▸ Goal of the exercise: Shift every bounding box coordinate in the answers by -42 and write out the listing from its first line through the line with "[[0, 0, 1000, 165]]", keeping every line in between. Numbers on all other lines, including the sample box, stay unchanged.

▸ Data shown:
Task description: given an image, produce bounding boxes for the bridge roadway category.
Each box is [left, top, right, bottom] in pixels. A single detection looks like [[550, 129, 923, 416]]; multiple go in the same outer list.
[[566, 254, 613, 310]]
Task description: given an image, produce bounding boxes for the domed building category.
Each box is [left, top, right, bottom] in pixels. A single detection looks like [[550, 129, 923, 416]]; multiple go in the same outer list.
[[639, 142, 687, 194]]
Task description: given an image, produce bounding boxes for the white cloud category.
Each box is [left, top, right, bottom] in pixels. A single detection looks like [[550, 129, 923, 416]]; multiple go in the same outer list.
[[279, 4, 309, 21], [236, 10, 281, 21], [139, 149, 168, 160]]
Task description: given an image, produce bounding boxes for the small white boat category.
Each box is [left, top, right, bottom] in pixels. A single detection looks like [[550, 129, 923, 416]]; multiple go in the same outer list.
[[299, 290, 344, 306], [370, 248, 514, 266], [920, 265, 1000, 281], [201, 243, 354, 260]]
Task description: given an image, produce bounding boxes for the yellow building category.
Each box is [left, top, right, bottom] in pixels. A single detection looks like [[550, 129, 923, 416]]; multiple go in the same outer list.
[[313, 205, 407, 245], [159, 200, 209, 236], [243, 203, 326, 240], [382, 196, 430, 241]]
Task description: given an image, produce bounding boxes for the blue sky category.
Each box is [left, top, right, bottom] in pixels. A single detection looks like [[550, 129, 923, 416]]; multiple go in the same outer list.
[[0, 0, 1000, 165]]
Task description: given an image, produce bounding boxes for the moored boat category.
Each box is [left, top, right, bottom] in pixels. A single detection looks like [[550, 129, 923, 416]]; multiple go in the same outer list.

▸ Correct result:
Task description: given an image, produce bounding boxes for the bridge roadway category.
Each box is [left, top, right, bottom] in pixels. A single detection looks like [[550, 129, 923, 416]]; multiple go in the same outer list.
[[524, 212, 571, 268]]
Task description: given an image, produce bounding boxes for the domed building category.
Each box is [left, top, right, bottom] in pixels. A single detection looks like [[550, 129, 923, 416]]; multiple go in the same outer list.
[[597, 100, 645, 152]]
Task description: given an image, produce bounding boxes for the white cloud category.
Each box is [left, top, right, bottom] in pixels. A single detection looks like [[550, 129, 923, 416]]; multiple go in the same outer list.
[[237, -38, 267, -21], [194, -32, 239, -21], [97, 107, 126, 118]]
Task description: given an image, produce bounding boxes for the small white boat category.
Each box is [left, top, right, bottom] in pixels. A single detection looks like [[550, 129, 923, 416]]; multiple go in the same outer list.
[[257, 248, 302, 264], [328, 206, 472, 224], [878, 223, 958, 239], [159, 201, 312, 218]]
Task description: given an image, produce bounding boxes for the yellow building category.
Each box is [left, top, right, bottom] in pixels. A single detection looks like [[550, 129, 923, 416]]; multiple go in the same outer list.
[[271, 163, 365, 203], [117, 158, 167, 194], [201, 161, 284, 198], [340, 154, 388, 199]]
Task description: given an image, produce bounding boxes for the blue sky category.
Each box is [left, top, right, bottom] in pixels. A single detection looks like [[550, 129, 923, 416]]; multiple go in the same outer list.
[[-42, -42, 958, 123]]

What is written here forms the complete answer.